::: Excerpted records
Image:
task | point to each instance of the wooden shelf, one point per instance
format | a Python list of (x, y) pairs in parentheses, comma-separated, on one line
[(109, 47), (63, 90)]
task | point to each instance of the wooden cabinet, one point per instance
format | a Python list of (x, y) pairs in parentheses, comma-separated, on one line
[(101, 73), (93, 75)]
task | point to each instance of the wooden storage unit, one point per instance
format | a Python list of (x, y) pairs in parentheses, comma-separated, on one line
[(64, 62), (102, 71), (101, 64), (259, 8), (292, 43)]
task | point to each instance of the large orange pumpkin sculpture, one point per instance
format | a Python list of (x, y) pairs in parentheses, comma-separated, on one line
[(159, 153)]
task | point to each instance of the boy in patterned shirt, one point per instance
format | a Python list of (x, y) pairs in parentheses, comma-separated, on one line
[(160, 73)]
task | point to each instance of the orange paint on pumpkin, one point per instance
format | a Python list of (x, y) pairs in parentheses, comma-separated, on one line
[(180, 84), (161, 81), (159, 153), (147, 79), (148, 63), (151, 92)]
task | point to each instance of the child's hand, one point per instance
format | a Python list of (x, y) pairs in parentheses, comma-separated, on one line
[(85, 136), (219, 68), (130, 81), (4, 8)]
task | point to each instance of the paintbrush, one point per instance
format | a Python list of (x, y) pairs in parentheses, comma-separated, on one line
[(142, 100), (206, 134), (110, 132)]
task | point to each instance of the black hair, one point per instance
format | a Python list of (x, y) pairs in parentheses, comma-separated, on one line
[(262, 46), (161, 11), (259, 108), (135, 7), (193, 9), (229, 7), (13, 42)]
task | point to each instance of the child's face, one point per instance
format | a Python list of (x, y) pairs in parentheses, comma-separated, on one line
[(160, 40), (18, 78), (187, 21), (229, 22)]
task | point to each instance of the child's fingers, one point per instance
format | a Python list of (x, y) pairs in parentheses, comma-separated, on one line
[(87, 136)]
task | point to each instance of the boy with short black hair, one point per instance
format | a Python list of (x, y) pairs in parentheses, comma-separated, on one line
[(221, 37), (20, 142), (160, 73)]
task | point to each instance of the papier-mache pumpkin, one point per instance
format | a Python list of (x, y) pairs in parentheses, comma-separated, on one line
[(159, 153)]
::::::
◆ **The task**:
On how many lines above does the word "wooden" appear? Answer with that figure only.

◆ **Task result**:
3